→ Exercise instructions
- A) In the passage on two formative books, which library did the writer borrow Downs's book from?
- B) Rewrite the passage on two formative books starting with "On Meghnad’s insistence" and going on through "According to Garp).", putting "head office" in place of "headquarters".

I'm talking about Roberts Downs's The Books that changed the World (BCW) and Kenneth Clark's Civilization.
On Meghnad’s insistence I had also become a member of the libraries – the British Council (it was somewhere behind the LIC's Yogakshema headquarters in Mumbai), the American Centre and the House of Soviet Culture. Meghnad was already a member of the David Sassoon, and mostly, I used the card to borrow books from there, too (Read earlier entry on The World According to Garp).
I borrowed Downs’s book from the American Centre library, and the Civilization from the British Council.
When one is introduced to new ideas – and books are dangerous because they are particularly prone to doing such things – one grows impatient in searching the source of the new idea, learning all that one can, and acquiring information to build a foundation of knowledge normally ignored by formal education.
The late teens are an impressionable period in one’s life. It isn’t surprising, then, that these two books left a lasting impression on me when I read them. For me the introduction to study of history – not in an academic sense, but in a popular sense – was through these two books. They made me realize that history wasn’t only about dates, it was about ideas. I was so impressed with these books that I decided to buy them.

→ Collected material
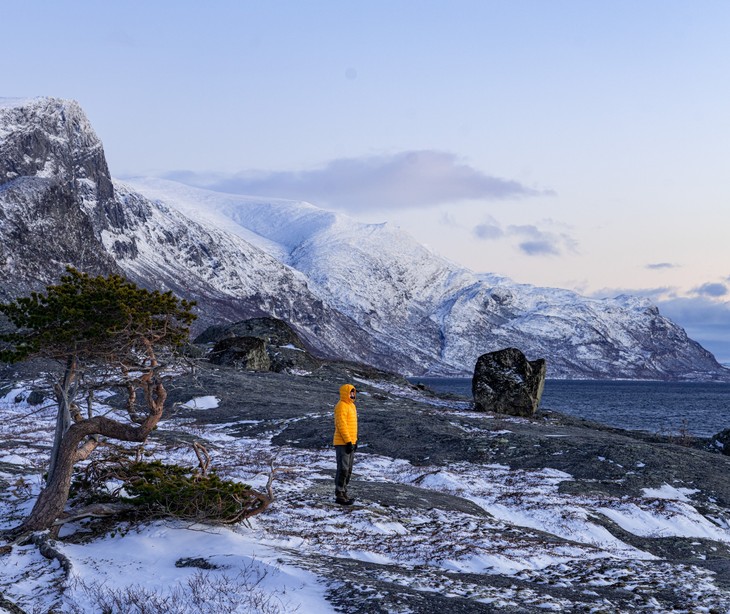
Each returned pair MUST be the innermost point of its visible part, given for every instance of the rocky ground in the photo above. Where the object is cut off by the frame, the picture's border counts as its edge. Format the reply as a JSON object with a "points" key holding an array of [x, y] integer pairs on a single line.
{"points": [[458, 509]]}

→ Responses
- A) The American Centre library.

- B)
On Meghnad’s insistence I had also become a member of the libraries – the British Council (it was somewhere behind the LIC's Yogakshema head office in Mumbai), the American Centre and the House of Soviet Culture. Meghnad was already a member of the David Sassoon, and mostly, I used the card to borrow books from there, too (Read earlier entry on The World According to Garp).